SOURCE DATA
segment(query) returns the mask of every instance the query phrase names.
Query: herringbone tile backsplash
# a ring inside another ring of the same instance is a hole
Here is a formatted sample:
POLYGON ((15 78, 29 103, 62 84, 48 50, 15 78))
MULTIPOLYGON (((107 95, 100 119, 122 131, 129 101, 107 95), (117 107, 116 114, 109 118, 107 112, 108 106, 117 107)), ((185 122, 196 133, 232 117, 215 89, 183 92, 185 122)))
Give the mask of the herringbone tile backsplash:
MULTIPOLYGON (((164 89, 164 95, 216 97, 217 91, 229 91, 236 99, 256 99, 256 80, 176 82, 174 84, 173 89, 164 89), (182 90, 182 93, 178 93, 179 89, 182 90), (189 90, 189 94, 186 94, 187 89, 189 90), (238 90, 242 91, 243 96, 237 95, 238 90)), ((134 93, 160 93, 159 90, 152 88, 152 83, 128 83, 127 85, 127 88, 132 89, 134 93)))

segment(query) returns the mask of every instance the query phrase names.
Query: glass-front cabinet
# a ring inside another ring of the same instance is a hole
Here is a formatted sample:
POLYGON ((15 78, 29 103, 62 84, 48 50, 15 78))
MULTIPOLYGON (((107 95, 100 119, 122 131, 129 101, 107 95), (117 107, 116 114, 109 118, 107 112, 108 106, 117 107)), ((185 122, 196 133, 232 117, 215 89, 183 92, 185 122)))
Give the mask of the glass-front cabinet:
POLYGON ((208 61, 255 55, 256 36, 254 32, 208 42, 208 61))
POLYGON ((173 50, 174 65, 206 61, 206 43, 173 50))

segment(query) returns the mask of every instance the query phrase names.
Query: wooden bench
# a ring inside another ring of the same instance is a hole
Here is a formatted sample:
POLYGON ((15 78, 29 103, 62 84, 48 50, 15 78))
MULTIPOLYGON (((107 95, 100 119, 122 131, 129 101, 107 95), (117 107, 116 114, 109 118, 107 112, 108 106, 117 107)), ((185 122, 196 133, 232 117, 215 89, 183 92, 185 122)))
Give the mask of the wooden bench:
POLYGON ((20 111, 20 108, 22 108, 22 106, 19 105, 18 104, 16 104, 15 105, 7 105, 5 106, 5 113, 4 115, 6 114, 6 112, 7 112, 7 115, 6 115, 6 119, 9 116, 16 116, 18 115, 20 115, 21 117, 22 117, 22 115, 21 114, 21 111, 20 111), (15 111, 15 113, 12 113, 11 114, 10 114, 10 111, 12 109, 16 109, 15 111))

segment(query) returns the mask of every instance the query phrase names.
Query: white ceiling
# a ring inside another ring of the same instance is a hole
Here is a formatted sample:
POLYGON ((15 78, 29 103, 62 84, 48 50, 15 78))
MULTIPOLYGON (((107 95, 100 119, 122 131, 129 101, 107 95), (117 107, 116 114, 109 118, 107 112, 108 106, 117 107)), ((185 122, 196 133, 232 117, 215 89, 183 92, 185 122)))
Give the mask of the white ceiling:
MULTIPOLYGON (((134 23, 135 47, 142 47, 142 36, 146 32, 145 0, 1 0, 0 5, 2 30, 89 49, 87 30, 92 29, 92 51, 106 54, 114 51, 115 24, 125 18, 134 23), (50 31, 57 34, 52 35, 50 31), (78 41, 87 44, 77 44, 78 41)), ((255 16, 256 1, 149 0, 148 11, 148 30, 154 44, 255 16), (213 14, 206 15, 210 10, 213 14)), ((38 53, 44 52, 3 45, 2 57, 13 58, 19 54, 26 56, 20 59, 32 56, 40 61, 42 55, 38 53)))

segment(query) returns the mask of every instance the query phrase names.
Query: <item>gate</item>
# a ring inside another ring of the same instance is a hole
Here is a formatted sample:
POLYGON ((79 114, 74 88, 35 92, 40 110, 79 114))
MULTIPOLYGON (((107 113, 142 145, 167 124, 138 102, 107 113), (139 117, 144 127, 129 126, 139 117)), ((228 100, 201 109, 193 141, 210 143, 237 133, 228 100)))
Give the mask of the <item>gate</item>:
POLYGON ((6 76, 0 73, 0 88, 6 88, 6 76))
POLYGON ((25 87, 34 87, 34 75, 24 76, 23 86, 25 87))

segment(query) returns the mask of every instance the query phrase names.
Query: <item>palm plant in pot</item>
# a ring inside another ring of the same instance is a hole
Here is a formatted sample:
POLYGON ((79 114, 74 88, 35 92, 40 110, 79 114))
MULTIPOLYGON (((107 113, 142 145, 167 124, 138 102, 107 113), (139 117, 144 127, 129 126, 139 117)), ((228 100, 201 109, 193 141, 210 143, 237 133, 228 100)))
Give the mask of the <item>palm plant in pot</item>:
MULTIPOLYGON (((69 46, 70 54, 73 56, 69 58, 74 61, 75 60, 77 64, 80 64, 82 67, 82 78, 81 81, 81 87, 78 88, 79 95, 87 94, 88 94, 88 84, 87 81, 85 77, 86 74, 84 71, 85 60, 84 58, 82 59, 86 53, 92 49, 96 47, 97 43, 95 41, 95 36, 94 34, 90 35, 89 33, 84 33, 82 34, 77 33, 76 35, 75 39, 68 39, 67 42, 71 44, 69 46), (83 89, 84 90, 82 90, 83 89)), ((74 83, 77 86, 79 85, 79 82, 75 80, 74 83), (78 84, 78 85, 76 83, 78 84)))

WORK TO DO
Which lines in the items above contain the word "Give", matching case exactly? Gather each of those lines.

CORRECT ANSWER
Give the mask of the herringbone tile backsplash:
Give the mask of the glass-front cabinet:
Give the mask of the wooden bench:
Give the mask of the white ceiling:
Give the mask of the <item>gate</item>:
Give the mask of the <item>palm plant in pot</item>:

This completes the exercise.